PROBLEM STATEMENT:
For the listing that follows, report how many lines contain the string "navy", giving the number alone.

%%

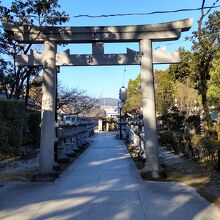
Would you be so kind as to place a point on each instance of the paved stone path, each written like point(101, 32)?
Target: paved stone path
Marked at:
point(103, 184)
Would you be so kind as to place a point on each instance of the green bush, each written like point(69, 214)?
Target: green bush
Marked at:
point(13, 117)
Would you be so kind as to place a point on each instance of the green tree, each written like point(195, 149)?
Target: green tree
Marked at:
point(164, 91)
point(134, 97)
point(213, 93)
point(30, 12)
point(206, 43)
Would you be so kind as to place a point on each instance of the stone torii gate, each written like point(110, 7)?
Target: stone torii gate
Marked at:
point(50, 59)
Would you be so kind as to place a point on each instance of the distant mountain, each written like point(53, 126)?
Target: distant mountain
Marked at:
point(107, 101)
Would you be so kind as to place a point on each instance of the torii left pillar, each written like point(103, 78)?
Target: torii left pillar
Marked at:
point(48, 109)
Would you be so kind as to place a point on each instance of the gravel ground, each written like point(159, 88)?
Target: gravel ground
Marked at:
point(192, 173)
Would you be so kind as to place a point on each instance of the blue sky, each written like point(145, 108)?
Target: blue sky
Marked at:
point(106, 81)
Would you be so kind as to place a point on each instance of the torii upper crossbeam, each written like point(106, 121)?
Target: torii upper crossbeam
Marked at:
point(144, 34)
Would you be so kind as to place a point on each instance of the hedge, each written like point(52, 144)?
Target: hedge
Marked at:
point(13, 118)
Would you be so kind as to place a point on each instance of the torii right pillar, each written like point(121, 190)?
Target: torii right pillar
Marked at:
point(151, 169)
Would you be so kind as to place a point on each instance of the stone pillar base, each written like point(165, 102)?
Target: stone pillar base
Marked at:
point(47, 177)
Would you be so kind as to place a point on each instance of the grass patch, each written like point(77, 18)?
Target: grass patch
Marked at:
point(189, 173)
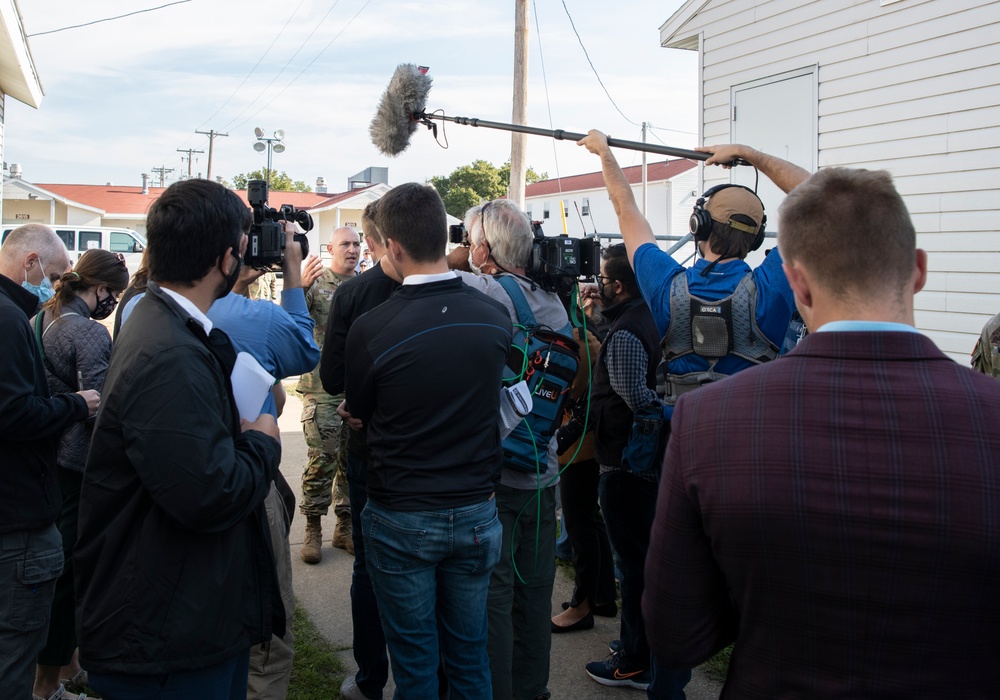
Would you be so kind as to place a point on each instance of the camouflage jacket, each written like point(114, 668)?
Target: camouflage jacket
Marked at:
point(318, 299)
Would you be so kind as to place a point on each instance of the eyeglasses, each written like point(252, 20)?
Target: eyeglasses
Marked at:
point(601, 283)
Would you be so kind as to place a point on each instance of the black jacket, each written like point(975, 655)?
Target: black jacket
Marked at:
point(613, 418)
point(174, 568)
point(354, 297)
point(424, 372)
point(30, 421)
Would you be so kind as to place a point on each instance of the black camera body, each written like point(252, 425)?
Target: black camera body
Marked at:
point(558, 262)
point(266, 239)
point(458, 234)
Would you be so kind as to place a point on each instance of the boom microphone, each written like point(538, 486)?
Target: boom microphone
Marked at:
point(406, 96)
point(401, 111)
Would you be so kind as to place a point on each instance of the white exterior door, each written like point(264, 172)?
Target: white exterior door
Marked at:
point(776, 115)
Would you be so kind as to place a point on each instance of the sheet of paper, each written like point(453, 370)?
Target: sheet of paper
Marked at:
point(251, 383)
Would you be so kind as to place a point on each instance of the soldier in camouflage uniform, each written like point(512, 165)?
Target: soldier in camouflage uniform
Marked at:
point(325, 471)
point(986, 354)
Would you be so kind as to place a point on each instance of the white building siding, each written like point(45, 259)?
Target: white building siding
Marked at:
point(910, 87)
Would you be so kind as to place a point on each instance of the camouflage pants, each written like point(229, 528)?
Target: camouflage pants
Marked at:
point(325, 472)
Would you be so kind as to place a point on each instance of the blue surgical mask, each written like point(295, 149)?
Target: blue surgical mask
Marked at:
point(43, 291)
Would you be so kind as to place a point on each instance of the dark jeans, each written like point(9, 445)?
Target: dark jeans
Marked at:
point(58, 649)
point(629, 505)
point(520, 601)
point(369, 640)
point(595, 574)
point(225, 681)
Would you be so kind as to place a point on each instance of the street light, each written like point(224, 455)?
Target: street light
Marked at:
point(272, 144)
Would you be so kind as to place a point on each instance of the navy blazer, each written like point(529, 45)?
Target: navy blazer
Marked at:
point(836, 513)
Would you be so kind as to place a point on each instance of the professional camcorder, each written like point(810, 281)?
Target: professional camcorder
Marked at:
point(266, 244)
point(557, 262)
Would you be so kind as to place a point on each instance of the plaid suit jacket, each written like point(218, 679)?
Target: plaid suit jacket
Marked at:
point(836, 513)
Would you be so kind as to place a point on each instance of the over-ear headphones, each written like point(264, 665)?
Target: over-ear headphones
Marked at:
point(701, 221)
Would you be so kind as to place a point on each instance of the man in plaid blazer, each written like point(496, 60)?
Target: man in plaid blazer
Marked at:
point(836, 513)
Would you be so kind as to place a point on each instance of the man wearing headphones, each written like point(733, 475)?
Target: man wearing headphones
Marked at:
point(703, 312)
point(715, 318)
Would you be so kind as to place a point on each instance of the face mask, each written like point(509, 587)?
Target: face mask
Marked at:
point(105, 307)
point(475, 268)
point(230, 279)
point(43, 291)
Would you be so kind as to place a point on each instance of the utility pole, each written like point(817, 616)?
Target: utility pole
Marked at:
point(211, 142)
point(644, 183)
point(519, 142)
point(162, 172)
point(190, 152)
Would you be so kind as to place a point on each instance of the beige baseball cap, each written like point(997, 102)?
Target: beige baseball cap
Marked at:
point(737, 207)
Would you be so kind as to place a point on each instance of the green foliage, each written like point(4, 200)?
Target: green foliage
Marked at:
point(280, 182)
point(316, 670)
point(468, 185)
point(717, 667)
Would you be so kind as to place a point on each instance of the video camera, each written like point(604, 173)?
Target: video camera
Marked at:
point(557, 262)
point(266, 244)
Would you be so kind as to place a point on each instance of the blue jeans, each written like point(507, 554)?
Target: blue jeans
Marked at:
point(629, 505)
point(225, 681)
point(30, 563)
point(431, 573)
point(369, 640)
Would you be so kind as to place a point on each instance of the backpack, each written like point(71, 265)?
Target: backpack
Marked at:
point(547, 361)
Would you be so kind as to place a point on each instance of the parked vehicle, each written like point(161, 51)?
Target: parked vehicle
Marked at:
point(81, 238)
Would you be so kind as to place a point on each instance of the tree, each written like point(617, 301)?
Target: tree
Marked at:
point(468, 185)
point(280, 182)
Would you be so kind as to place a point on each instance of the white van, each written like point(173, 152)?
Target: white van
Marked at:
point(81, 238)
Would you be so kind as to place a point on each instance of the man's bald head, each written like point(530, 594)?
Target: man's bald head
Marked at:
point(32, 249)
point(345, 250)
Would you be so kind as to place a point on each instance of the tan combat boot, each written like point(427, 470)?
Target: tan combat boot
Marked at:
point(311, 548)
point(342, 536)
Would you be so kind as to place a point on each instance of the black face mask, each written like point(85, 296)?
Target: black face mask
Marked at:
point(232, 277)
point(105, 307)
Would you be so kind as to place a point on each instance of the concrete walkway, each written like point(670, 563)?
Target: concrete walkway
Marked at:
point(323, 590)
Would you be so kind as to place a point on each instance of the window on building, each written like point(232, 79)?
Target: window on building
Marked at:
point(67, 237)
point(122, 243)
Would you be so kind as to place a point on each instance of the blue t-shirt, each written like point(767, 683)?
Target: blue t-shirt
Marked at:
point(280, 338)
point(655, 271)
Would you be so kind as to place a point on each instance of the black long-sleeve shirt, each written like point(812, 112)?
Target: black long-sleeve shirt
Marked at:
point(424, 373)
point(354, 297)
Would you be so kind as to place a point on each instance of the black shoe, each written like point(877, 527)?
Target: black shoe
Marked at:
point(584, 623)
point(616, 671)
point(606, 609)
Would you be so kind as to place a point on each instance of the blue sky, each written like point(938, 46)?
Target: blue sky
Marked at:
point(121, 97)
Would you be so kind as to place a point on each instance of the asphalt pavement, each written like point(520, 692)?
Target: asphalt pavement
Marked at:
point(323, 590)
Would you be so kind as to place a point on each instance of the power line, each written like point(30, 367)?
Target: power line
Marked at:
point(283, 68)
point(108, 19)
point(615, 104)
point(548, 103)
point(307, 67)
point(256, 65)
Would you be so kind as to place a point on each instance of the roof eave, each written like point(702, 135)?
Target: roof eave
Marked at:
point(18, 77)
point(671, 31)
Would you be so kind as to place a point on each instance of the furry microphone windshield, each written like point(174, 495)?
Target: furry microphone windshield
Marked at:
point(406, 96)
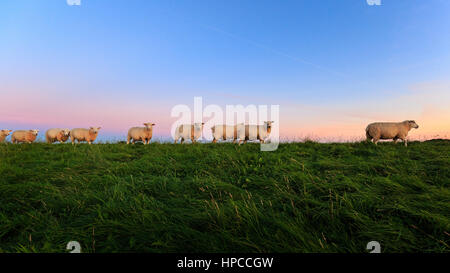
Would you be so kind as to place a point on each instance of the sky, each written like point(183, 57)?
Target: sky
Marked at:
point(331, 66)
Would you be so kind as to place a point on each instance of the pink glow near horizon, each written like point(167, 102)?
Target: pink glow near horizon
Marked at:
point(336, 123)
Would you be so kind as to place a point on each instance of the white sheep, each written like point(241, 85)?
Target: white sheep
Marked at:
point(225, 132)
point(189, 131)
point(143, 134)
point(57, 134)
point(27, 136)
point(390, 130)
point(81, 134)
point(4, 134)
point(254, 132)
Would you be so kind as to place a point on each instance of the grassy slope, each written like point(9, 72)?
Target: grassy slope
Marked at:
point(304, 197)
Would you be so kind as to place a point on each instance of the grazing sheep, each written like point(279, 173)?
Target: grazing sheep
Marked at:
point(255, 132)
point(189, 131)
point(390, 130)
point(81, 134)
point(143, 134)
point(57, 134)
point(225, 132)
point(27, 136)
point(4, 134)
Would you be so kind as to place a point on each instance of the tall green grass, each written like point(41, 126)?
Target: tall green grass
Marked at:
point(304, 197)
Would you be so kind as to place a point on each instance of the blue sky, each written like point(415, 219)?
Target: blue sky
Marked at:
point(157, 54)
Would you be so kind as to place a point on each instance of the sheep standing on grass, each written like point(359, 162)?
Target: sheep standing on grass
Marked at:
point(390, 130)
point(81, 134)
point(225, 132)
point(255, 132)
point(57, 134)
point(27, 136)
point(189, 131)
point(4, 134)
point(143, 134)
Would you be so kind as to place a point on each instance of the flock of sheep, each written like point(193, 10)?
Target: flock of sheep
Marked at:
point(374, 132)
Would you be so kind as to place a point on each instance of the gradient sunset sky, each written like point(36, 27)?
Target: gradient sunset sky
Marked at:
point(332, 66)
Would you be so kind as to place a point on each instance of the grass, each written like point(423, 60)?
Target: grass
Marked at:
point(304, 197)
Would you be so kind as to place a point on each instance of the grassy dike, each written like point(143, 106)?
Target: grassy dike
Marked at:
point(304, 197)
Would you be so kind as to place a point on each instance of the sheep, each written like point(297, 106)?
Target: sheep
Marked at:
point(189, 131)
point(81, 134)
point(4, 134)
point(143, 134)
point(390, 130)
point(225, 132)
point(57, 134)
point(254, 132)
point(27, 136)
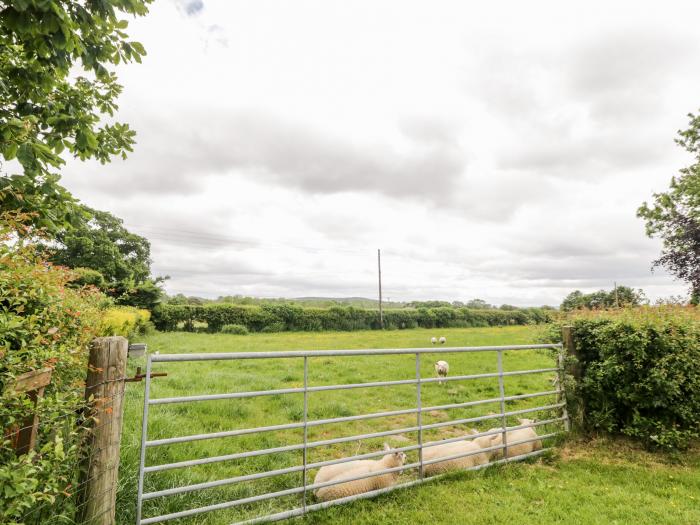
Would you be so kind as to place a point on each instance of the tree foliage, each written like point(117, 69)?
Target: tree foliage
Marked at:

%%

EXERCISE ANSWER:
2